**TO DO**
Each entry that appears below should be restated exactly as it is.

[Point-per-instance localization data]

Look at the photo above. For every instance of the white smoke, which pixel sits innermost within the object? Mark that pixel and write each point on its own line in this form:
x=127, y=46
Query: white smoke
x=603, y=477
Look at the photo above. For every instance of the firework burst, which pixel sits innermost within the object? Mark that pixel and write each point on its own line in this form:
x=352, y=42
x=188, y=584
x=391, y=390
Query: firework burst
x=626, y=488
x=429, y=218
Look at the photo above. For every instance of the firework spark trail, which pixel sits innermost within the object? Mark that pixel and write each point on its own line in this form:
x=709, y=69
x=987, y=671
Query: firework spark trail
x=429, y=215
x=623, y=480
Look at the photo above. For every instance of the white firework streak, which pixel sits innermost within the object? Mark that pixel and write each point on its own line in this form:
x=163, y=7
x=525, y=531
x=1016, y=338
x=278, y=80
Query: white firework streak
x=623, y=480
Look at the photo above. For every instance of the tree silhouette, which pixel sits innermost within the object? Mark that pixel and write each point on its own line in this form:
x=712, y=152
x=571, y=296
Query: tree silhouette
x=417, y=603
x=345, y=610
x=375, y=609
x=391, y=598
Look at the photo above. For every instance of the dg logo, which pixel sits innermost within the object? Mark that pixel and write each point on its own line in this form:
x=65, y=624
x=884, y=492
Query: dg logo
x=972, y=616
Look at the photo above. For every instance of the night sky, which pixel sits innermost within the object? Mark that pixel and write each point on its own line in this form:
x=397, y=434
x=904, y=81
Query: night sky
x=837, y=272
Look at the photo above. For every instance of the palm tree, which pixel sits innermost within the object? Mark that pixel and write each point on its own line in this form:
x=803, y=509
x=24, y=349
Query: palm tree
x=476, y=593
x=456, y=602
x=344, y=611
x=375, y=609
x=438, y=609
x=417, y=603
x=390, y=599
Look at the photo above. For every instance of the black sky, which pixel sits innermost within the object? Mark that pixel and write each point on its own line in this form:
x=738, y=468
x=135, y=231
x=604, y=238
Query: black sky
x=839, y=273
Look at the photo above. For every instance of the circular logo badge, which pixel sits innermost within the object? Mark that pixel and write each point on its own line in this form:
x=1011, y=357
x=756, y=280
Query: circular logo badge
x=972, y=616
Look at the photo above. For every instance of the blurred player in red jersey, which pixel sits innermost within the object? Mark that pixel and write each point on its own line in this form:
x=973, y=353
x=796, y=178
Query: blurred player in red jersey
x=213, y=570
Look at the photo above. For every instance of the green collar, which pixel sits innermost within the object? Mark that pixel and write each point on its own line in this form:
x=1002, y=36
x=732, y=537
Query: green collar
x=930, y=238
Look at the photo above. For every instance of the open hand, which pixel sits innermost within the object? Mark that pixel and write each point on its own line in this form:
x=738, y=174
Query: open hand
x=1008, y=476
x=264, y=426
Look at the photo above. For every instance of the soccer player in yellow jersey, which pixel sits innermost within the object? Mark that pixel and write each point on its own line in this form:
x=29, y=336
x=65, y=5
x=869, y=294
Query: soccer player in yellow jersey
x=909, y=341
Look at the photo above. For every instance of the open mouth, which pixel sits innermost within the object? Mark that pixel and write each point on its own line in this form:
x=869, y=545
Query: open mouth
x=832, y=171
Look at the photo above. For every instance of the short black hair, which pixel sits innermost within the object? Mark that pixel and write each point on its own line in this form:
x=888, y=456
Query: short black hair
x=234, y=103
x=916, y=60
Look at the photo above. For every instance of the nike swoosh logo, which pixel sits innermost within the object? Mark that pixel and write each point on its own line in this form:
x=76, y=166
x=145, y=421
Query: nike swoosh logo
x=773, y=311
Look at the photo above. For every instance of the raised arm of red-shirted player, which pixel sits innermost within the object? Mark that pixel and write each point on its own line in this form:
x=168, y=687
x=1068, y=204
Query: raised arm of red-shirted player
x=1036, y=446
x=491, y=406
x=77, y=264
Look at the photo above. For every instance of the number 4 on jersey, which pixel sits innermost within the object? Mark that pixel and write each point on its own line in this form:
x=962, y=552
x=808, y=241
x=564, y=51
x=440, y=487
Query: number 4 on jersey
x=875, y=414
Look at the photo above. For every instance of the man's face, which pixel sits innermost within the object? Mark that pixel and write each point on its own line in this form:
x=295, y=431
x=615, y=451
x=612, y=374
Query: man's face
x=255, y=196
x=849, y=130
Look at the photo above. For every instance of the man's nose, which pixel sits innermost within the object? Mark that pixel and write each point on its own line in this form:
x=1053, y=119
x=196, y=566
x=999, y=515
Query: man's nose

**RESULT FOR THIS TASK**
Look at the photo above. For every instance of the white smoke, which pixel sits innermost within the object? Mark that pixel and write each point on its own line in this form:
x=127, y=46
Query: white smoke
x=603, y=477
Look at the photo above. For every instance of the firework burst, which pixel sits innermost within the object? Mark that pixel and write each point on its own line in this form:
x=352, y=42
x=188, y=584
x=391, y=390
Query: firework burst
x=626, y=488
x=429, y=218
Look at the photo above. For every instance of the firework spark trail, which pixel sits innermost within the object? Mark that pixel and write each point on its own line in this form:
x=709, y=69
x=987, y=671
Query: firework spark trail
x=429, y=215
x=623, y=480
Look at the photo above. For every instance of the white firework streak, which pixel sits innermost within the object? Mark that pixel and write each point on its own line in this form:
x=163, y=7
x=525, y=531
x=1016, y=338
x=278, y=80
Query: white firework streak
x=623, y=480
Look at the photo above. For every instance of the tree silhouette, which pixel sits innermost within the object? Mark that pixel and write each point on its own line in this form:
x=712, y=152
x=571, y=296
Query: tree silhouette
x=417, y=603
x=345, y=610
x=375, y=609
x=391, y=598
Look at the photo above. For every instance of the dg logo, which pixel sits innermost within the object? Mark that pixel and write each point on its own line in this form:
x=65, y=624
x=884, y=492
Query: dg logo
x=972, y=616
Look at the photo above. For every instance of the night sky, which pixel sits innermost within the object? Mark that pixel and write each point on its own line in this form:
x=397, y=434
x=904, y=81
Query: night sky
x=837, y=272
Look at the photo above. For every instance of the palm tree, which pixel sits innermost within the object? Mark that pixel and write each point on its own line in this form:
x=803, y=509
x=24, y=349
Query: palm tree
x=476, y=593
x=456, y=602
x=344, y=611
x=375, y=609
x=438, y=609
x=417, y=603
x=390, y=599
Look at the photo above. For every instance of the black sky, which pixel sits innermost within the object? Mark that pixel and write each point on its own line in this form:
x=738, y=468
x=135, y=231
x=604, y=238
Query: black sky
x=839, y=273
Look at the photo above. For every instance of the circular logo badge, which pixel sits innermost within the object? Mark that pixel and write each point on its own line in this form:
x=1011, y=357
x=756, y=280
Query: circular logo badge
x=972, y=616
Look at the photo above. For every instance of the blurred player in red jersey, which pixel sits innermost within the object? Mark that pixel and write each point on its own line in this form:
x=973, y=353
x=796, y=178
Query: blurred player in red jersey
x=213, y=570
Look at the photo above. For every instance of the green collar, which pixel sits innermost within the object? Mark that pixel and write each point on its own line in this form:
x=1002, y=36
x=732, y=537
Query: green collar
x=930, y=238
Look at the photo above. For every instance of the open hand, which pixel sits innermost within the object? Mark that pixel and write each point on its own line in this form:
x=738, y=174
Query: open hand
x=1008, y=476
x=264, y=426
Look at the photo above. For every instance of the soccer player in yellow jersey, which pixel sits innermost within the object? Mark that pixel and write each point on its own line in this form:
x=29, y=336
x=65, y=5
x=869, y=294
Query: soccer player in yellow jersey
x=909, y=341
Look at the photo above. For every instance of the open mouth, which pixel sits innermost within the object? Mark that pixel and write each point on its own line in this form:
x=869, y=545
Query: open mouth
x=832, y=171
Look at the photo above. For every instance of the short black hair, which pixel sits innermost within the object? Mark that pixel and write each point on its own line in this form:
x=888, y=456
Query: short black hair
x=234, y=103
x=916, y=60
Look at the photo above. For every instance of the nike swoosh logo, which pixel sits innermost within the object? Mark that pixel and write each point on its own line in this form:
x=76, y=166
x=145, y=421
Query: nike swoosh logo
x=773, y=311
Look at the photo above. For every instance of the raised arm of red-shirted player, which pixel sits innermost within the object? Mark that pixel and write each point on its own line in this form:
x=168, y=687
x=1068, y=204
Query: raised arm of red-shirted player
x=1036, y=446
x=491, y=406
x=77, y=264
Look at the photo above. For every instance of the number 4 on jersey, which pixel sits innermost within the object? Mark that pixel and write each point on its own line in this form:
x=962, y=552
x=808, y=241
x=564, y=51
x=440, y=487
Query: number 4 on jersey
x=875, y=414
Look at the photo above. For every instance of the man's face, which pixel sits innermost within the object? Mark that pixel and write each point on its own line in this form:
x=295, y=431
x=615, y=451
x=612, y=374
Query: man's face
x=255, y=196
x=849, y=130
Look at the photo above. For every instance of the man's nose, which pixel sits innermost within the object? Mark that pixel and write each point on its own line in this form:
x=1053, y=119
x=196, y=566
x=999, y=515
Query: man's nose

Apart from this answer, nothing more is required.